ABOUT THIS EXERCISE. Copy the records below exactly, from the line containing "# drop one dot" through the last line, and leave out every picture.

EXERCISE INPUT.
[Start of Attachment]

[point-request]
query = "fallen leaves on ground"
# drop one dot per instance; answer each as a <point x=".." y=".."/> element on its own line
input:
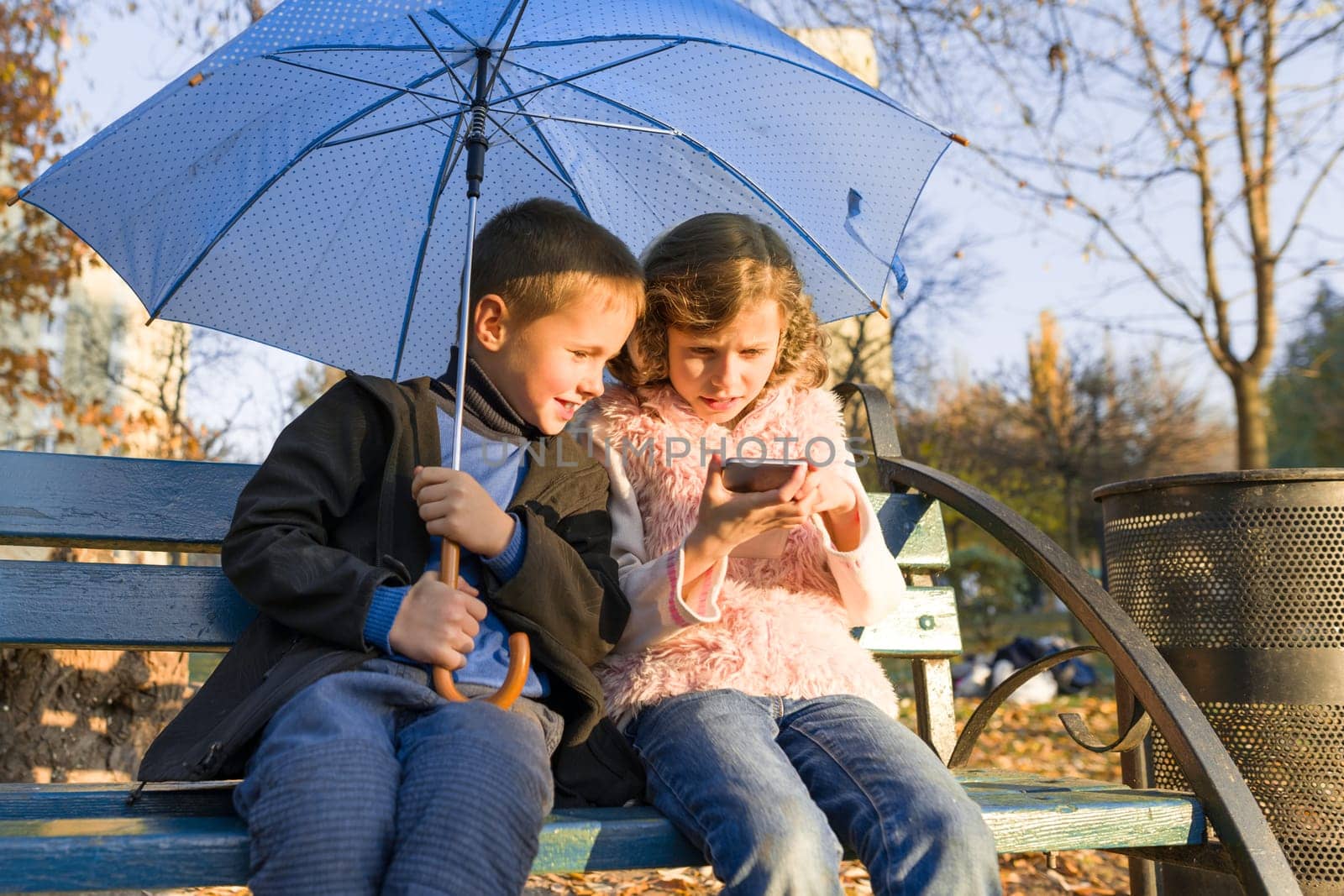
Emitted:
<point x="1019" y="738"/>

[End of Attachment]

RESPONSE BOX.
# drop one dot per instance; answer each as a <point x=".." y=".."/> element on its own line
input:
Emitted:
<point x="1019" y="738"/>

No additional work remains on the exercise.